Selected excerpt
## Start

Citation: 418 U.S. 717.

Issue: Whether suburban schools could be included in a plan to desegregate schools in a major city.

Year of Decision: 1974.

Outcome: An interdistrict desegregation plan was permissible only if segregation in one district was the result of purposeful segregative action by officials in the other district.

Author of Opinion: Chief Justice Warren Burger.

Vote: 5-4.

Racial segregation outside the South is grounded in processes that were less formal and comprehensive but nonetheless effective in achieving separation of the races. During the early twentieth century, many African Americans moved northward in search of economic opportunity and to escape the harsh racial realities of the South. This migration coincided with industrial expansion and demand for labor in the North’s large cities. It was spurred further by World War II and its demands for increased factory productivity.

Although a source of economic opportunity, the North was not a haven from racial prejudice. Northern states did not have the comprehensive systems of racial management that typified the South. African Americans who relocated there, however, were routed into separate neighborhoods by legal and extralegal processes. Segregated housing was established and maintained pursuant to restrictive covenants. These private agreements barred a homeowner from selling his or her dwelling to persons of a different race. Federal lending policies prohibited loans to home buyers whose purchase would undermine racially identifiable neighborhoods. Neighborhood schools in the North thus reflected residential demographics and thus became segregated on the basis of race. School district boundaries, pupil placement policies, and faculty recruiting and assignments further reflected these realities.

The duty to desegregate racially segregated public schools, set forth in Brown v. Board of Education (1954), arose in the context of other significant changes. The advent of the automobile and emergence of suburban communities reflected an increasingly mobile society. The movement of families to new middle class and upper class communities near but apart from traditional urban centers resulted in school systems that did not even exist when Brown v. Board of Education (1954) was decided. These communities, although composed of persons who might have supported or facilitated segregation in their previous environment, had no history of segregation themselves. Minus this legacy, there was no record of the segregative intent that the Court had identified as the key prerequisite for an equal protection violation. As Justice Lewis Powell put it, “[t]he type of state-enforced segregation that Brown condemned no longer exists in this country.” Despite this change, public schools in major cities reflected the historical realities of racial discrimination. Coupled with the accelerated exodus of white families to suburban communities, urban schools increasingly became racially identifiable. In cities like Baltimore, Detroit, New York, and Washington, D.C., African American students ranged from 70 percent to more than 90 percent of total enrollments. Even in the event of a constitutional violation in such circumstances, a desegregation order could not alter racial makeup of the system if it did not cross district lines.

## End

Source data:

## Start

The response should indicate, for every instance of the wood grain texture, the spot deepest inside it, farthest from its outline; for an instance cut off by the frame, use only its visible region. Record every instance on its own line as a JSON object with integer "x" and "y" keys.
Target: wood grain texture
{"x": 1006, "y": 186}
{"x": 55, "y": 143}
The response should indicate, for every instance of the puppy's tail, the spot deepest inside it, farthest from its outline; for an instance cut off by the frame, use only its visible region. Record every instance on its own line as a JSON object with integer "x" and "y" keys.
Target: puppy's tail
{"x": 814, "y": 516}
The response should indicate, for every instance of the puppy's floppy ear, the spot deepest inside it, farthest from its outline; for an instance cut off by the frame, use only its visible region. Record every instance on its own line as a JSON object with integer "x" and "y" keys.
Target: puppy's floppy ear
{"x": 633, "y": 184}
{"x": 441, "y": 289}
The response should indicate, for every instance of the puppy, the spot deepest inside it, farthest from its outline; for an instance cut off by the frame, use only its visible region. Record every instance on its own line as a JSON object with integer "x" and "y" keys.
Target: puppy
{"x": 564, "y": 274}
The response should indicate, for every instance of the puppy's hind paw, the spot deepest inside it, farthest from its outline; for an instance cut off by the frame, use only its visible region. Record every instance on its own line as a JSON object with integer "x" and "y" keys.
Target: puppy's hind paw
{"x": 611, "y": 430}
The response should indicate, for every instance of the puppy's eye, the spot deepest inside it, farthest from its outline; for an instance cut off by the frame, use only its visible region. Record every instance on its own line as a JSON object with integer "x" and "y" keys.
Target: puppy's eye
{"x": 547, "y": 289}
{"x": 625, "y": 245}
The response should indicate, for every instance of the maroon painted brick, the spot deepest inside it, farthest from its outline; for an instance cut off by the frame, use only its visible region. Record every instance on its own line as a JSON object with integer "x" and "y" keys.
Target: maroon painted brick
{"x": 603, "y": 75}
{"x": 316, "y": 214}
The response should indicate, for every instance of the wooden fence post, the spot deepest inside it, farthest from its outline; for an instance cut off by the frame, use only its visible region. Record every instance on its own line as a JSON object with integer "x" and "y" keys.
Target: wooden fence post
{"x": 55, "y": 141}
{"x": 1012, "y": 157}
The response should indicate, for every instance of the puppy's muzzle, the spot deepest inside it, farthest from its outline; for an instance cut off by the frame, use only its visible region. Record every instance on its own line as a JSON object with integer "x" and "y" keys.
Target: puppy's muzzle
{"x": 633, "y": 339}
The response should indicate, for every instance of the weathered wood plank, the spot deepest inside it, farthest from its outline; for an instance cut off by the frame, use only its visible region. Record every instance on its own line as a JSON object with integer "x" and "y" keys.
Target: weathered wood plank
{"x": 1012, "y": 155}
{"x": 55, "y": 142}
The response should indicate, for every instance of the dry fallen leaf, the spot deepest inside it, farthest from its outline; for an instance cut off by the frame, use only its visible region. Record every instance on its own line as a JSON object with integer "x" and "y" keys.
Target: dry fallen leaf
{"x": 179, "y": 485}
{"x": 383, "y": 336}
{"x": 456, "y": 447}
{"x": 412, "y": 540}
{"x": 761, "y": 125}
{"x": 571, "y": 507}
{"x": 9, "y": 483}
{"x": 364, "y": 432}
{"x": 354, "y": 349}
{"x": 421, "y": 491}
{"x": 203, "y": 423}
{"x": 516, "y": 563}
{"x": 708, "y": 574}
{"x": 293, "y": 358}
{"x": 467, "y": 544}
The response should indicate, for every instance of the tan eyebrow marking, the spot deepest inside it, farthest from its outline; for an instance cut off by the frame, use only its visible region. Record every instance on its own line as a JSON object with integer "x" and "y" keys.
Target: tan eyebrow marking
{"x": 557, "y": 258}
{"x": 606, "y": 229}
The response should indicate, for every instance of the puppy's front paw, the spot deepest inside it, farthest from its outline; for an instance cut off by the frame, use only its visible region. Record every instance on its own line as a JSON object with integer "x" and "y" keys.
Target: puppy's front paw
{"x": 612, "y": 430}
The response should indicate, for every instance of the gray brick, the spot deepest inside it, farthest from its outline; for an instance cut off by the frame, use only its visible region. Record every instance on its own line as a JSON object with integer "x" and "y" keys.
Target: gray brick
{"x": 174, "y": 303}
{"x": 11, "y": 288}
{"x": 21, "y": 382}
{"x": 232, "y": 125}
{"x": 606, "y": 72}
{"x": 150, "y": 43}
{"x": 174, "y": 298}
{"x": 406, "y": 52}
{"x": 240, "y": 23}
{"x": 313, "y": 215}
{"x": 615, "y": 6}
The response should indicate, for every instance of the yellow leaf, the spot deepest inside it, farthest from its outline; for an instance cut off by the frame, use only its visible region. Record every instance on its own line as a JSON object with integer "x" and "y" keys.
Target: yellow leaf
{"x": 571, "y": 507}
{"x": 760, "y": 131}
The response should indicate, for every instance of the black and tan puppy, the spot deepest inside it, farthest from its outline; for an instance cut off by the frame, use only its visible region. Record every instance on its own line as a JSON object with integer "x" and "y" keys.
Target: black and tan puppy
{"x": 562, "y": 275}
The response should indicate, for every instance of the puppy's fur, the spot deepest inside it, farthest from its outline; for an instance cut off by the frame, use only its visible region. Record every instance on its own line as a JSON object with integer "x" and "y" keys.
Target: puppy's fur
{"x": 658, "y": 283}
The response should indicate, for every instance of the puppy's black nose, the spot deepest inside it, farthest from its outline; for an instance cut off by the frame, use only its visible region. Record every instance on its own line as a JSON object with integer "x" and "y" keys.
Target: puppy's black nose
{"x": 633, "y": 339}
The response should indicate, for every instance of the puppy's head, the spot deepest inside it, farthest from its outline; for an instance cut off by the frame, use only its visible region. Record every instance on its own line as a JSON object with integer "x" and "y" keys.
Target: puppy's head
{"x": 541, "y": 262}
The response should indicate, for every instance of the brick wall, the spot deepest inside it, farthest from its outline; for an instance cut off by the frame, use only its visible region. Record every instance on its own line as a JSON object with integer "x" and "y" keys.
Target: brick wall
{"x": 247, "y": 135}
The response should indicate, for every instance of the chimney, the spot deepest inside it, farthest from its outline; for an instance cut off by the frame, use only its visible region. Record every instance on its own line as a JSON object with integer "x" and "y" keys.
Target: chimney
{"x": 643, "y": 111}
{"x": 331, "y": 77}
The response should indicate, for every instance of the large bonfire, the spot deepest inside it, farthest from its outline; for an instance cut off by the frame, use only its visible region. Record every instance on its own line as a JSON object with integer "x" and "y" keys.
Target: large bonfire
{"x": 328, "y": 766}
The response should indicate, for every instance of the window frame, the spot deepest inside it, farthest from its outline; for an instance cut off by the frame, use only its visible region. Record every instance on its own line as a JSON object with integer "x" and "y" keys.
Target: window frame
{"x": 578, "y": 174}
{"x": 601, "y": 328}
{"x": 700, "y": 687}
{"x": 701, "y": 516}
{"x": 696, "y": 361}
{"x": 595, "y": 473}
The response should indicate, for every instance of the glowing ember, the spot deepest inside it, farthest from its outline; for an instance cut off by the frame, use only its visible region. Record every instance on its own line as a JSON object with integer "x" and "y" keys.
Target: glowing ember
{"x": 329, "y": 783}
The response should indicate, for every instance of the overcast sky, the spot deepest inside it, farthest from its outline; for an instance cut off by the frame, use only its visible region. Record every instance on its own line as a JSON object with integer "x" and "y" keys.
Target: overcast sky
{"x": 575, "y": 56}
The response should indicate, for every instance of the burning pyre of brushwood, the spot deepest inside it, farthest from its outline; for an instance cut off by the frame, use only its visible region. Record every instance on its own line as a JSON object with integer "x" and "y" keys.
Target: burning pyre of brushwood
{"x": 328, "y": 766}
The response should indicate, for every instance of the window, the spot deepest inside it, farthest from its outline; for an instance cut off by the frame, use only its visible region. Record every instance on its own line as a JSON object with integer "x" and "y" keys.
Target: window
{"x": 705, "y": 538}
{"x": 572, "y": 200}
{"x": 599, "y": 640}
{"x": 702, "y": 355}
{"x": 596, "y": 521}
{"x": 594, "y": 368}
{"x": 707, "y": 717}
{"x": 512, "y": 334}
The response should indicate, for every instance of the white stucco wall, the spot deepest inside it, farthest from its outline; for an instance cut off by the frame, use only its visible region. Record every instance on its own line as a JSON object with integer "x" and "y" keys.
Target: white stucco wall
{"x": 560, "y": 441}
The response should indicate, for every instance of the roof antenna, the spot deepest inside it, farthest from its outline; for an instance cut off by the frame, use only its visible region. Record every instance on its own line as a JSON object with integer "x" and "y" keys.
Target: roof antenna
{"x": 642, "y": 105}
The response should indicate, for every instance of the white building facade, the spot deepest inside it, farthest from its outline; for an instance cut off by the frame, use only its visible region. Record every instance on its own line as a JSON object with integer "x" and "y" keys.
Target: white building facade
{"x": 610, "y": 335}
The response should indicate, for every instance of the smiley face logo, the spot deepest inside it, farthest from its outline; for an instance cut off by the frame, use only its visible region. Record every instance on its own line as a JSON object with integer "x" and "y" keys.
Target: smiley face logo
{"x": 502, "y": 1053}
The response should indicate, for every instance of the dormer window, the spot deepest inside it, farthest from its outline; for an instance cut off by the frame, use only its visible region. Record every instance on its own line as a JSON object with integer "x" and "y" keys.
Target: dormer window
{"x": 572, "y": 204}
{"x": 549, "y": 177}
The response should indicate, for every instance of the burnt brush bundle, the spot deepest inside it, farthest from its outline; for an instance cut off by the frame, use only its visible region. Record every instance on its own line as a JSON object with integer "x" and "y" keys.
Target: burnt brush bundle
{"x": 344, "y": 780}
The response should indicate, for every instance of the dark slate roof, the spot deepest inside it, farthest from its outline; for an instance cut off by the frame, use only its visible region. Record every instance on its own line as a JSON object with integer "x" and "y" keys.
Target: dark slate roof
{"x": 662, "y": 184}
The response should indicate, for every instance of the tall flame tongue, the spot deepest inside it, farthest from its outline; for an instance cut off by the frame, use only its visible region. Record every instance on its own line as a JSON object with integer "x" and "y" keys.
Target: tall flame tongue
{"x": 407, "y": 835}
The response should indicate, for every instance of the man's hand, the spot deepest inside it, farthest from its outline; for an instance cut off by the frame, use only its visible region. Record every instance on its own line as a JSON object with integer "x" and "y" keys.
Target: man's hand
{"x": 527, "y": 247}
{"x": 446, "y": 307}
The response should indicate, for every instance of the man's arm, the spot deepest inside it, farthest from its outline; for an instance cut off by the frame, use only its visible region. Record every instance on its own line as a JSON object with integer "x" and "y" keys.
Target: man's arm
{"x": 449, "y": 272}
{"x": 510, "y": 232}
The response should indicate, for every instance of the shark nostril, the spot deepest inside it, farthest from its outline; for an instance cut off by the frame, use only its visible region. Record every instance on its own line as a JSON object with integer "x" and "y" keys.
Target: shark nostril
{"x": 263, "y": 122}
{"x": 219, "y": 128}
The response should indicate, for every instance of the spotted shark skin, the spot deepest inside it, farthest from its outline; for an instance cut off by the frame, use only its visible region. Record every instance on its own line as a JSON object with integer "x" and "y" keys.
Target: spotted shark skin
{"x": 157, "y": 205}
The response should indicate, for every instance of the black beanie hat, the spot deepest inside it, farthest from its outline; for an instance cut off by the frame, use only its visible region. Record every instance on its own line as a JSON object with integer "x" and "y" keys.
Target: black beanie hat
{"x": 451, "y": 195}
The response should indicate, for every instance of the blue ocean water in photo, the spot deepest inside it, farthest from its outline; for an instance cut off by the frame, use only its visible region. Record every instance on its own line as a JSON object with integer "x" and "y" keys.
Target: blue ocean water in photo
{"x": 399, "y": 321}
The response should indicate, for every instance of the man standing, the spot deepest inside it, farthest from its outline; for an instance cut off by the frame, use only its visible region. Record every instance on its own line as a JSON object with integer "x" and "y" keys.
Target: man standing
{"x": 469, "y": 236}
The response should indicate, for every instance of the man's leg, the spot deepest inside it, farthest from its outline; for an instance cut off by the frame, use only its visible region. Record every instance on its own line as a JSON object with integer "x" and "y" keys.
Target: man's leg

## End

Write the next part of the case summary on interdistrict school desegregation, picking up right after its final sentence. You can complete the work without the data.

In Milliken v. Bradley (1974), the Court considered the permissibility of interdistrict remedies as a means of achieving desegregation in function as well as in form. At issue was a federal district court order requiring desegregation of public schools in the Detroit metropolitan area. The order was based upon detailed findings that segregation was the result of purposeful action by the city and state. In particular, the lower court found that segregated schools were attributable in part to the school board’s attendance, transportation, and school siting policies. The trial court found that the state also had caused segregated schools by nullifying a voluntary desegregation plan, using transportation to maintain segregation, and signing off on pupil assignment plans that created racially identifiable schools.

The Supreme Court, although conceding that segregation in Detroit was the result of purposeful government action, refused to uphold the interdistrict remedy. Chief Justice Warren Burger, writing for a 5-4 majority, found that responsibility for the segregated schools extended no further than the city itself. Unless the state or suburbs had engaged in actions that purposefully contributed to the segregated conditions, the Court determined that they had no obligation to participate in the desegregation process. The Court thus concluded that the scope of the district court’s remedy exceeded that of the violation. This understanding left open the possibility of interdistrict relief in theory, but limited it to the rare instance in which purposeful action to cause segregation in another community could be demonstrated.

The basic principle of Milliken v. Bradley, that the relief must not exceed the scope of the constitutional violation, has been criticized on grounds that the Court understated the state’s role in causing segregation. The result nonetheless was a significant barrier to desegregation plans that would achieve racial mixing. For practical purposes, it also demonstrated that desegregation did not necessarily require integration. Even if caused by intentional government action, segregation could be addressed only with the obvious constraint of demographic limitations. Desegregation under such circumstances thus meant ridding the system of factors that caused racially identifiable schools but did not require the elimination of racial segregation conditions themselves.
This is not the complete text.